For typical GWAS and admixture-mapping models, build covariates from PCs, global ancestry proportions, and clinical variables, then merge:
pc_covar = su.CovariateObject.from_embedding(pca, n_components=10)
anc_covar = su.CovariateObject.from_global_ancestry(admobj)
clinical = su.CovariateObject.from_file("covariates.txt")
covar = su.CovariateObject.merge(pc_covar, clinical)
results = su.run_gwas(phen, snpobj, covar=covar)
results = su.run_admixture_mapping(phen, laiobj, covar=covar)
from_global_ancestry drops the last ancestry column by default. from_embedding requires sample-level coordinates (average_strands=True on phased PCA). The same blocks can be composed with build_association_covariates().
File-only or manual construction still works:
results = su.run_gwas(phen, snpobj, covar="covariates.txt")

> **EXERCISE**
Repeat the covariate passage above word for word, beginning at the words "For typical GWAS" and stopping after "su.run_gwas(phen, snpobj, covar=covar)".

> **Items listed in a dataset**

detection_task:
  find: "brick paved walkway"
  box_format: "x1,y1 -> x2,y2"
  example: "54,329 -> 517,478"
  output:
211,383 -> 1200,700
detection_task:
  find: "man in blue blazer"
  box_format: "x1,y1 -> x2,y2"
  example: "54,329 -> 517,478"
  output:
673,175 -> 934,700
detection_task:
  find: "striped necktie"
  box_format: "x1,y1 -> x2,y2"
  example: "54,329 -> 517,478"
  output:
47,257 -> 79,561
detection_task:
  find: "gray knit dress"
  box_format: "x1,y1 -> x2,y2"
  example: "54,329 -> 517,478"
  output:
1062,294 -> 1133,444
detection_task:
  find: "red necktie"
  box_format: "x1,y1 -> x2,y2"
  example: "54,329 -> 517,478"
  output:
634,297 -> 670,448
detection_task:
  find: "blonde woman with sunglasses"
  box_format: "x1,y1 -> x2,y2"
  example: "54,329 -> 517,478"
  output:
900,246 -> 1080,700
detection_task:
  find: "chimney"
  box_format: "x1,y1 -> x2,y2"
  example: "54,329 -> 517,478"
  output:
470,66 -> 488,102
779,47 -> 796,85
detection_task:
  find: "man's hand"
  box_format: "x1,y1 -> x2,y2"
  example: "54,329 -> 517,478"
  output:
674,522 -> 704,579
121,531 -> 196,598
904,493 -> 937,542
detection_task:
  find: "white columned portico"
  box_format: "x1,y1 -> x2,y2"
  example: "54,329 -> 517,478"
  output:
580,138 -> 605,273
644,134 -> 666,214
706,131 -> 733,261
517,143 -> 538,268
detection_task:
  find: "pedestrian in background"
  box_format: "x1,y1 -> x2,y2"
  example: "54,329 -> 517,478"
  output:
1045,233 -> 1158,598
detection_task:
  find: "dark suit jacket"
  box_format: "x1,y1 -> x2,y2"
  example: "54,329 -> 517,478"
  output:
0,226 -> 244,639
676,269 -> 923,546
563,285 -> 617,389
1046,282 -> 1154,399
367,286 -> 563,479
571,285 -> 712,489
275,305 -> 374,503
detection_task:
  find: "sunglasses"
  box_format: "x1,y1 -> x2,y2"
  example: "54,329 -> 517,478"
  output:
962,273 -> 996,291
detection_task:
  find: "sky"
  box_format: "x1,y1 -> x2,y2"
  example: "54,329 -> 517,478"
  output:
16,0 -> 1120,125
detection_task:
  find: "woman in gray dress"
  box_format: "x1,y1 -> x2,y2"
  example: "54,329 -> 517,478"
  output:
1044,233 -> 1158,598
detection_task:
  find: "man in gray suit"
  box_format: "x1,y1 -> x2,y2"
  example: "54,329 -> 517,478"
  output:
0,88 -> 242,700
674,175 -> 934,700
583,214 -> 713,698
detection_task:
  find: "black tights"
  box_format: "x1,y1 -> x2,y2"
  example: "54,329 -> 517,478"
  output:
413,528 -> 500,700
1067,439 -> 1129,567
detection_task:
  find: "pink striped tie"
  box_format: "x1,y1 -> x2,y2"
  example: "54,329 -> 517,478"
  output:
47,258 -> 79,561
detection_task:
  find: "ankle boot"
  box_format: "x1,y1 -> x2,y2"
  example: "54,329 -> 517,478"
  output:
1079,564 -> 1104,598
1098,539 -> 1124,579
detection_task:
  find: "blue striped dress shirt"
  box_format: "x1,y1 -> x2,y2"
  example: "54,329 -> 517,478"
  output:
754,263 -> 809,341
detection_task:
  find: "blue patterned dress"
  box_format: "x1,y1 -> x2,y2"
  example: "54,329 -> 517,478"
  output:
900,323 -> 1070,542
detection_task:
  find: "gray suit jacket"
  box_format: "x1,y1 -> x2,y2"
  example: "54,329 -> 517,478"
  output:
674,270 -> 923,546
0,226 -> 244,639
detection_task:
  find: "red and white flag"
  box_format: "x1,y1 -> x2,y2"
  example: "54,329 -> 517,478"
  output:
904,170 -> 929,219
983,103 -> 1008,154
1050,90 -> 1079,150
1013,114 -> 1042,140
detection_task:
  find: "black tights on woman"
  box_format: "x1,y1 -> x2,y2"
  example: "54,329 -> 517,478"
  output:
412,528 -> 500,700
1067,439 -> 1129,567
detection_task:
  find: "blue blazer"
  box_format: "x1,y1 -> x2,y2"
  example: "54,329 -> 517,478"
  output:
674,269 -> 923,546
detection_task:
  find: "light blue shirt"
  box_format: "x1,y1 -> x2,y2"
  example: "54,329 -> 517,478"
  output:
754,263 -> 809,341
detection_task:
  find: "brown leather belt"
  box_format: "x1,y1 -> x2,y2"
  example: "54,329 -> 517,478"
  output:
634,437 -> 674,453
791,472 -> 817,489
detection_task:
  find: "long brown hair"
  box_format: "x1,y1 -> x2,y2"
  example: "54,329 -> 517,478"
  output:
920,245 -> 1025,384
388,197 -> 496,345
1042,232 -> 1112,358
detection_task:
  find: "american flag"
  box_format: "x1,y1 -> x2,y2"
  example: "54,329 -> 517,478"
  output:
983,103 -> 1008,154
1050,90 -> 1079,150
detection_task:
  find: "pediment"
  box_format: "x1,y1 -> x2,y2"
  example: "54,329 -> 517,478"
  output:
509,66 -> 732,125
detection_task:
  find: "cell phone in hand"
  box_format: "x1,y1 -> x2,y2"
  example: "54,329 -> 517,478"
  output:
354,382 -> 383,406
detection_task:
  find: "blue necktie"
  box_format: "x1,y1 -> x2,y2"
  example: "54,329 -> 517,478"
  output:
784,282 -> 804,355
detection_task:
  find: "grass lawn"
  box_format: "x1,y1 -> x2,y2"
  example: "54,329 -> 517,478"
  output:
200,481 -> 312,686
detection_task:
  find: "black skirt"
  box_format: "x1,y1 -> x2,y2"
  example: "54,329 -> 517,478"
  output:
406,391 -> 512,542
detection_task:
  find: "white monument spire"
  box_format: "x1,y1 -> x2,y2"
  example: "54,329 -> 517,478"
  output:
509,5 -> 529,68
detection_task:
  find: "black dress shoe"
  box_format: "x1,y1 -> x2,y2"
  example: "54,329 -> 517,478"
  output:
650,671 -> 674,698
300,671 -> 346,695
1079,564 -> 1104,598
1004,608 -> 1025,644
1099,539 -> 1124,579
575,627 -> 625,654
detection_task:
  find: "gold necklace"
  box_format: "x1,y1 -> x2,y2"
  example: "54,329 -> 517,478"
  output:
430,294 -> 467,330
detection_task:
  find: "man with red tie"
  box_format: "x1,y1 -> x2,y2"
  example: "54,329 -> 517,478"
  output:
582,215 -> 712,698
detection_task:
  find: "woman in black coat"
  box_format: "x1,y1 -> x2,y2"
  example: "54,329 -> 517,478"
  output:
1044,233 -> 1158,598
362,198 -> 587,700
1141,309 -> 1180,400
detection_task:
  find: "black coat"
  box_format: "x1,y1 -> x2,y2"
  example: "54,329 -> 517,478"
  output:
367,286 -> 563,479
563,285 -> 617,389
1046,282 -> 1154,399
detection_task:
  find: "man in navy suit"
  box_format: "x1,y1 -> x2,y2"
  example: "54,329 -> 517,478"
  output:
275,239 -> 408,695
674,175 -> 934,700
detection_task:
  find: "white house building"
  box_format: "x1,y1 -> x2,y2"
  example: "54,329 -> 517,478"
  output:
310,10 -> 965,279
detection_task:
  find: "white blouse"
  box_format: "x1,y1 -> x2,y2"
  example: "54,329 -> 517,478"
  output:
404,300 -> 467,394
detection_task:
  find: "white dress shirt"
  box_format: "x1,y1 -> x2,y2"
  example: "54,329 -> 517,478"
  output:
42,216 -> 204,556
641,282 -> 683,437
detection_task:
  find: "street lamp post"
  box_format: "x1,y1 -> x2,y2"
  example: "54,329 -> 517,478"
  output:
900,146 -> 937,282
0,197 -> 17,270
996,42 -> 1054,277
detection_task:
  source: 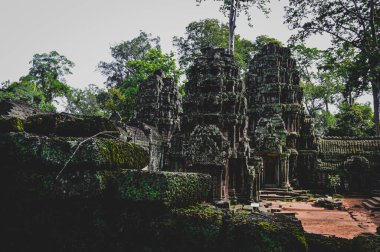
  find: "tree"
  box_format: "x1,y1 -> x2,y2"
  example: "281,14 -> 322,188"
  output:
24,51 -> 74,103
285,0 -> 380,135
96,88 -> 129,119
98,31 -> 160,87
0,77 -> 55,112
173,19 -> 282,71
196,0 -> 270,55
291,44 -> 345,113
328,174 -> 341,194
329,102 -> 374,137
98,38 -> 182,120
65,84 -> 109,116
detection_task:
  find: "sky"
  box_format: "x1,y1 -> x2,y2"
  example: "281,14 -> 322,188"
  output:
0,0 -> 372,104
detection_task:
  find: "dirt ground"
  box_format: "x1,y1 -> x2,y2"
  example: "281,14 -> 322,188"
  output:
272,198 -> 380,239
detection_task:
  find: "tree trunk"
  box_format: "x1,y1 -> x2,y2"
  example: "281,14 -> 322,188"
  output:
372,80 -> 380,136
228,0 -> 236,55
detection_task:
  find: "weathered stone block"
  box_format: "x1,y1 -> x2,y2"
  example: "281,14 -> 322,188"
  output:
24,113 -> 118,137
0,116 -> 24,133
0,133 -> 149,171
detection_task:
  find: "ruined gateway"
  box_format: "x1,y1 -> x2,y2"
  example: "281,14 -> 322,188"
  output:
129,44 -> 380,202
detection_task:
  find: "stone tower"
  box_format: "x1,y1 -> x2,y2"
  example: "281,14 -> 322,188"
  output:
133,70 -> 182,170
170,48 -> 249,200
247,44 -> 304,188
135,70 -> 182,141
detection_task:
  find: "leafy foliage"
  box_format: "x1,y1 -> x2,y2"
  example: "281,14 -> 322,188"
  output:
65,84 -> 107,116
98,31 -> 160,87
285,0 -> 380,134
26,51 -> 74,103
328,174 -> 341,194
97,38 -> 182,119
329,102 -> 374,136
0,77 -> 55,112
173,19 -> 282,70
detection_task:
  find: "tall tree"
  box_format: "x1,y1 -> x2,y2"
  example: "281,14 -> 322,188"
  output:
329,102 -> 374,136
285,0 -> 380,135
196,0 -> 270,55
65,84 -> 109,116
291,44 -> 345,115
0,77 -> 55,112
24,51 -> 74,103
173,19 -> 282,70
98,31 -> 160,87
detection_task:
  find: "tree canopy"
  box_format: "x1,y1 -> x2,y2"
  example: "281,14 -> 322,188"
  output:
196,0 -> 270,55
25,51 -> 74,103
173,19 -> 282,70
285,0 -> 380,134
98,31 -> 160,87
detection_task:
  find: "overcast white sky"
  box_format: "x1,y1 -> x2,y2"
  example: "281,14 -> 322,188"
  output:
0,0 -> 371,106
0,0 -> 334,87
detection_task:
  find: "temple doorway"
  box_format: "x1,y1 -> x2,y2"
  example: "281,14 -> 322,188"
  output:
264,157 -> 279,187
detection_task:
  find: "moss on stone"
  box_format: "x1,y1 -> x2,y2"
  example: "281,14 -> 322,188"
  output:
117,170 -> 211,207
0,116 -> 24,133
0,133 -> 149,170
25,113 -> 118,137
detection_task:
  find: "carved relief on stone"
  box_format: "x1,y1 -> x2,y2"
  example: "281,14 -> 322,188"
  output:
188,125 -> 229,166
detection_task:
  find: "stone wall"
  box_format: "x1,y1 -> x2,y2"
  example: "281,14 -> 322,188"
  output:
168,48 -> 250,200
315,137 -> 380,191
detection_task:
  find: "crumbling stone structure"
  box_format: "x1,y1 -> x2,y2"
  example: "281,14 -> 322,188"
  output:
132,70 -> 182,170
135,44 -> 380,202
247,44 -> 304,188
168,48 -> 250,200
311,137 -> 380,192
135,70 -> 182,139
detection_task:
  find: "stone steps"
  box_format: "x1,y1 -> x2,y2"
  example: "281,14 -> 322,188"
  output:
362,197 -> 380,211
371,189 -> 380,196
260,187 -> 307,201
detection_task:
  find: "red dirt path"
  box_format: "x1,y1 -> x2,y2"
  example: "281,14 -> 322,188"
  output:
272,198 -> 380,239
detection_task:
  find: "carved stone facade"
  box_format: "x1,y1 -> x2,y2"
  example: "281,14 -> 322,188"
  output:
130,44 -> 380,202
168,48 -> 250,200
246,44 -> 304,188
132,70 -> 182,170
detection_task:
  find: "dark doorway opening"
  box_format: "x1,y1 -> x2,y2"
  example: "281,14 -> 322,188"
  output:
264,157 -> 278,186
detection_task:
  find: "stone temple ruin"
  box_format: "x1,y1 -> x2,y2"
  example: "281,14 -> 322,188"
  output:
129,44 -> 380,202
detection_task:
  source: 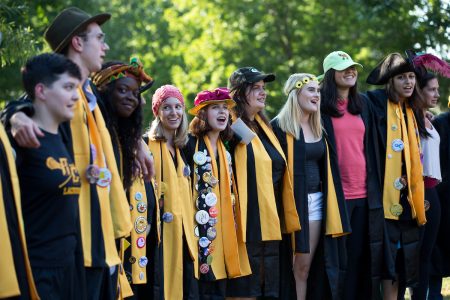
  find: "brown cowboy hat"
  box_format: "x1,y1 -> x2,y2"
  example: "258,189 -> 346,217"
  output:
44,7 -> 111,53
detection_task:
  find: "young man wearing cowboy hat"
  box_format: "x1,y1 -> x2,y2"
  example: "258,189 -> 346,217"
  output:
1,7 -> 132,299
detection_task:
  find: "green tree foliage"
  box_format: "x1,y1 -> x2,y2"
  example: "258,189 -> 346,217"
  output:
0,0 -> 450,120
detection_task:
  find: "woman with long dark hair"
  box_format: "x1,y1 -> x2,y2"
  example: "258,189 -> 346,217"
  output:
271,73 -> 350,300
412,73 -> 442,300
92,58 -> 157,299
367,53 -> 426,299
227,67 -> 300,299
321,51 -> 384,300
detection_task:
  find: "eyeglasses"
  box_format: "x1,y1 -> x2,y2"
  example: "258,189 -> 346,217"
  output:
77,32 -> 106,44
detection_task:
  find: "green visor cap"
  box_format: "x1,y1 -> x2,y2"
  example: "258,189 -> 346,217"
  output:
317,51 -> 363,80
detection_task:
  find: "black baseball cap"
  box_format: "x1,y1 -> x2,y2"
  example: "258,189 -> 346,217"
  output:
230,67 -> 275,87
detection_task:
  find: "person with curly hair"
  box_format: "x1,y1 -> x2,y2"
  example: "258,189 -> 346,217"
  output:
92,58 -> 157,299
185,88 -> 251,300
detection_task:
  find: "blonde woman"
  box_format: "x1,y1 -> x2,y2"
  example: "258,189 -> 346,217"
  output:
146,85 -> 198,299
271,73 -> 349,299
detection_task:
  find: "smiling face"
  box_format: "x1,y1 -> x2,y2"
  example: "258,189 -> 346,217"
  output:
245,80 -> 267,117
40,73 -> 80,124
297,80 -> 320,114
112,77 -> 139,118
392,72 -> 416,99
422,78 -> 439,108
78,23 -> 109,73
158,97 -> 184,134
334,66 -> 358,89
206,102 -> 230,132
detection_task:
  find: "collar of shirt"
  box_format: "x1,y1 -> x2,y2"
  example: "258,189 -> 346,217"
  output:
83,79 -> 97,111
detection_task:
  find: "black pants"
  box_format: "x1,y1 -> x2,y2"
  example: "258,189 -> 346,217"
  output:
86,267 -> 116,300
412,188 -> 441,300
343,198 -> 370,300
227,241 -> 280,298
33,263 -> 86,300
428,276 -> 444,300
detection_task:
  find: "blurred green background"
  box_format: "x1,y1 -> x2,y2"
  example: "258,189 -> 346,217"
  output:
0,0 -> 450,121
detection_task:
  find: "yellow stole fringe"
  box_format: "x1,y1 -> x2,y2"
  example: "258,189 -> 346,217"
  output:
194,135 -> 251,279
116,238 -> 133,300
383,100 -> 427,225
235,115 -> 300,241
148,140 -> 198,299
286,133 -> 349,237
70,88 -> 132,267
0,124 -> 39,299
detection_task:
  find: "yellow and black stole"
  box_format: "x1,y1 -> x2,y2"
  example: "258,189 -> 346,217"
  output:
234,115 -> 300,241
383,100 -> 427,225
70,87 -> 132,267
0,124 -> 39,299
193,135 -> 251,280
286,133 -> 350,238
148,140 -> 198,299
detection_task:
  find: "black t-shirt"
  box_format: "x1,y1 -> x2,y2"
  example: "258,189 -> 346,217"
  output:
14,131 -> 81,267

> **SOLUTION BELOW**
For typical GWAS and admixture-mapping models, build covariates from PCs, global ancestry proportions, and clinical variables, then merge:
pc_covar = su.CovariateObject.from_embedding(pca, n_components=10)
anc_covar = su.CovariateObject.from_global_ancestry(admobj)
clinical = su.CovariateObject.from_file("covariates.txt")
covar = su.CovariateObject.merge(pc_covar, clinical)
results = su.run_gwas(phen, snpobj, covar=covar)